INSTRUCTIONS FOR THE TASK: Gather every line in the records below that contains the word "each", and treat uppercase and lowercase as different.

GIVEN DATA:
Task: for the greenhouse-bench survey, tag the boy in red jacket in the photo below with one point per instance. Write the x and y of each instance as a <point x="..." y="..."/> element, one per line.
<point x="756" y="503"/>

--

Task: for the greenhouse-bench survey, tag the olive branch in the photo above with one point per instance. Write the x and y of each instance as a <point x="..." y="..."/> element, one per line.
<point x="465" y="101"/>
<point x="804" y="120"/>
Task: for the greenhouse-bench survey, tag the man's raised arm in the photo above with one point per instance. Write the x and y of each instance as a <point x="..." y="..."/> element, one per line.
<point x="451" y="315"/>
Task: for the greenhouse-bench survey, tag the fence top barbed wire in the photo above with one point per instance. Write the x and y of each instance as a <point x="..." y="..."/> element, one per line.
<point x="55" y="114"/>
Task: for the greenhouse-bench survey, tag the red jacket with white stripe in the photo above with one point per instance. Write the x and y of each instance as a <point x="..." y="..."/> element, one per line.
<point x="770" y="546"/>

TASK SOLUTION:
Task: for the greenhouse-bench survey, tag the boy in red jacket in the photo below with one point per instance. Write the x and y of each instance as a <point x="..." y="..."/> element, one per line.
Task: for the greenhouse-bench survey, tag the olive branch in the photo above with one point per instance. Write the x and y of each instance as a <point x="..." y="..."/> element, one per line.
Task: for the greenhouse-bench survey, tag the man's raised arm in the photo above with one point per instance. Write the x and y of each instance as a <point x="..." y="..."/> element, one per line.
Task: for the greenhouse-bench survey, tag the fence top barbed wire in the photo above with one point per instance. Write the x and y of each instance as a <point x="..." y="..."/> element, one per line.
Task: for the greenhouse-bench survey, tag the red jacket with white stripe in the photo above with one point per instance. Write the x and y of each instance as a <point x="..." y="..."/> element, one per line.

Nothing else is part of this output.